**** TEXT BLOCK

April 01, 2015
On 2015-04-01 20:04, Ary Borenszweig wrote:

> By the way, this is the way we do it in Crystal. The source code
> for the spec library is here, if you need some inspiration:
> https://github.com/manastech/crystal/tree/master/src/spec . It's
> just 687 lines long.

Ahhh, looks like my old buddy RSpec :). Does it do all the fancy things with classes, instance and inheritance, that is, each describe block is a class an each it block is an instance method?

-- 
/Jacob Carlborg
April 01, 2015
On Wednesday, 1 April 2015 at 18:04:31 UTC, Ary Borenszweig wrote:
> On Monday, 30 March 2015 at 22:20:08 UTC, Andrei Alexandrescu
> wrote:
>> This is a tooling issue.
>
> I think D's built-in "unittest" blocks are a mistake.
>
> Yes, they are simple and for simple functions and algorithms they
> work pretty well.
>
> However, when you have a big complex project you start having
> other needs:
> 1. Named unit-tests, so you can better find what failed
> 2. Better error messages for assertions
> 3. Better output to rerun failed tests
> 4. Setup and teardown hooks
> 5. Different outputs depending on use case
>

Everything you propose can be done with a custom unittest runner, using the builtin unittest blocks. Compile-time reflection + UDAs + unittests is a surprisingly powerful combination, and I don't understand the proposals to make unittest name and such part of the ModuleInfo or provide special compiler support for them. Such an approach is not as scalable, and with compile-time reflection you can do anything you need with the current built-in unittest blocks.

The only issue I have with the way unittests are done right now, is the incredibly annoying requirement of having a main function and that main gets called. It makes generic tooling and CI systems much more annoying, as you have to try and guess whether you need to create a fake main() (or pass in -main), and worry about if the code is going to keep running after tests complete.

********

Can you continue the forum thread about D's built-in unittest blocks, picking up right after its final sentence?

**** INFORMATION SUPPLIED

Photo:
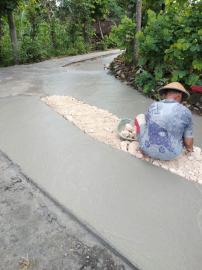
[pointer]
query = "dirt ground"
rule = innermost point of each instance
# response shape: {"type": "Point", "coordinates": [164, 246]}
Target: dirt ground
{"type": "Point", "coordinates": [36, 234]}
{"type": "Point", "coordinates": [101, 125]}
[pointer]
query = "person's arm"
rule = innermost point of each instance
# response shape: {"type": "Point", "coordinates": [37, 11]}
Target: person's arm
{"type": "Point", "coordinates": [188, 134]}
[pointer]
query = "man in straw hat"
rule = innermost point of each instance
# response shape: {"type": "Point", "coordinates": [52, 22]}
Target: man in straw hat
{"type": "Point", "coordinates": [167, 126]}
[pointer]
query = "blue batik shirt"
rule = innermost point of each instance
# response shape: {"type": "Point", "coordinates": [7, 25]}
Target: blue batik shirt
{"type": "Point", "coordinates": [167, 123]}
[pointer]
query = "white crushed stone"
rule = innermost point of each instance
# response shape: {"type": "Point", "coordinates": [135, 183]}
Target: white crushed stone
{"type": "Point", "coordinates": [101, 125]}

********
**** INFORMATION SUPPLIED

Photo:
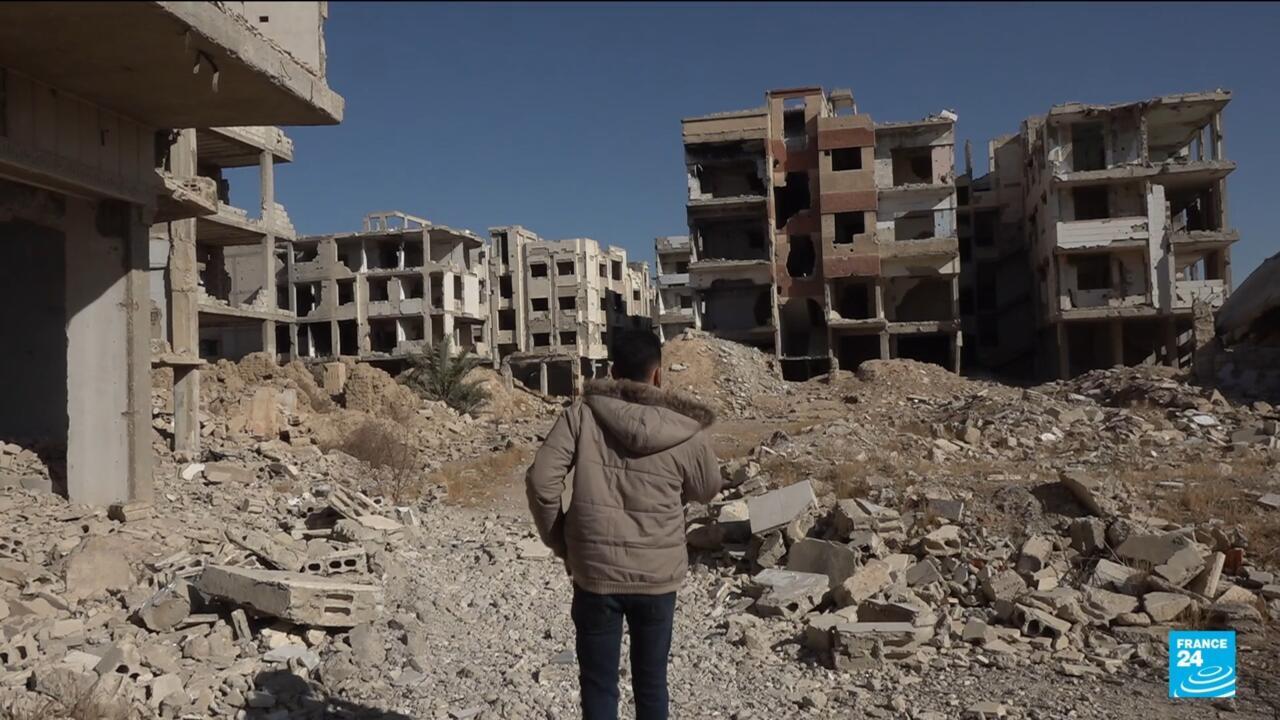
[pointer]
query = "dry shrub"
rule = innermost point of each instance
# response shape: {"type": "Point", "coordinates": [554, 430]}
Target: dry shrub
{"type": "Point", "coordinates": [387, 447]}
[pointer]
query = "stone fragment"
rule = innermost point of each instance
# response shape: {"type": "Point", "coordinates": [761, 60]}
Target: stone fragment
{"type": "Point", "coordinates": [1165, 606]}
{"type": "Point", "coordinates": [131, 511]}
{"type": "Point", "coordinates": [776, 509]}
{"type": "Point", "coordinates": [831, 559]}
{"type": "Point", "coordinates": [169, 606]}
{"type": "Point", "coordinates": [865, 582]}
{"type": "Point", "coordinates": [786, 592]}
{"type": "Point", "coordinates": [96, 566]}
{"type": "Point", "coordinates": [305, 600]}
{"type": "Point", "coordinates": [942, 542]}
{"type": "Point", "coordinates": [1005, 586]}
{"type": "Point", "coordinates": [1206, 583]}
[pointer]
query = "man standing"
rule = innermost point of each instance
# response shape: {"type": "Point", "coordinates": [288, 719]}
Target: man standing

********

### [RESULT BELOW]
April 01, 2015
On Wednesday, 1 April 2015 at 18:04:31 UTC, Ary Borenszweig wrote:
> On Monday, 30 March 2015 at 22:20:08 UTC, Andrei Alexandrescu
> wrote:
>> This is a tooling issue.
>
> I think D's built-in "unittest" blocks are a mistake.
>
> Yes, they are simple and for simple functions and algorithms they
> work pretty well.
>
> However, when you have a big complex project you start having
> other needs:
> 1. Named unit-tests, so you can better find what failed
> 2. Better error messages for assertions
> 3. Better output to rerun failed tests
> 4. Setup and teardown hooks
> 5. Different outputs depending on use case
>
> All of this can be done with a library solution. D should have a
> very good library solution in phobos and it should be encouraged
> to use that. DMD could even know about this library and have
> special commands to trigger the tests.
>
> The problem is that you can start with "unittest" blocks, but
> then you realize you need more, so what do you do? You combine
> both? You can't!
>
> I'd say, deprecate "unittest" and write a good test library. You
> can still provide it for backwards compatibility.
>
> By the way, this is the way we do it in Crystal. The source code
> for the spec library is here, if you need some inspiration:
> https://github.com/manastech/crystal/tree/master/src/spec . It's
> just 687 lines long.

I 100% disagree. Having built-in unittest blocks have been a huge win for the language and greatly improved quality of library ecosystem. Value of standardization and availability is tremendous here.

Only problem is that development of the feature has stopped half way and there are still small bits missing here and there. All your requested features can be implemented within existing unittest feature via custom runner - while still running tests properly with default one!
April 01, 2015
On 4/1/15 3:57 PM, Jacob Carlborg wrote:
> On 2015-04-01 20:04, Ary Borenszweig wrote:
>
>> By the way, this is the way we do it in Crystal. The source code
>> for the spec library is here, if you need some inspiration:
>> https://github.com/manastech/crystal/tree/master/src/spec . It's
>> just 687 lines long.
>
> Ahhh, looks like my old buddy RSpec :). Does it do all the fancy things
> with classes, instance and inheritance, that is, each describe block is
> a class an each it block is an instance method?
>

No, it's actually much simpler but less powerful. This is because the language is not as dynamic as Ruby. But we'd like to keep things as simple as possible.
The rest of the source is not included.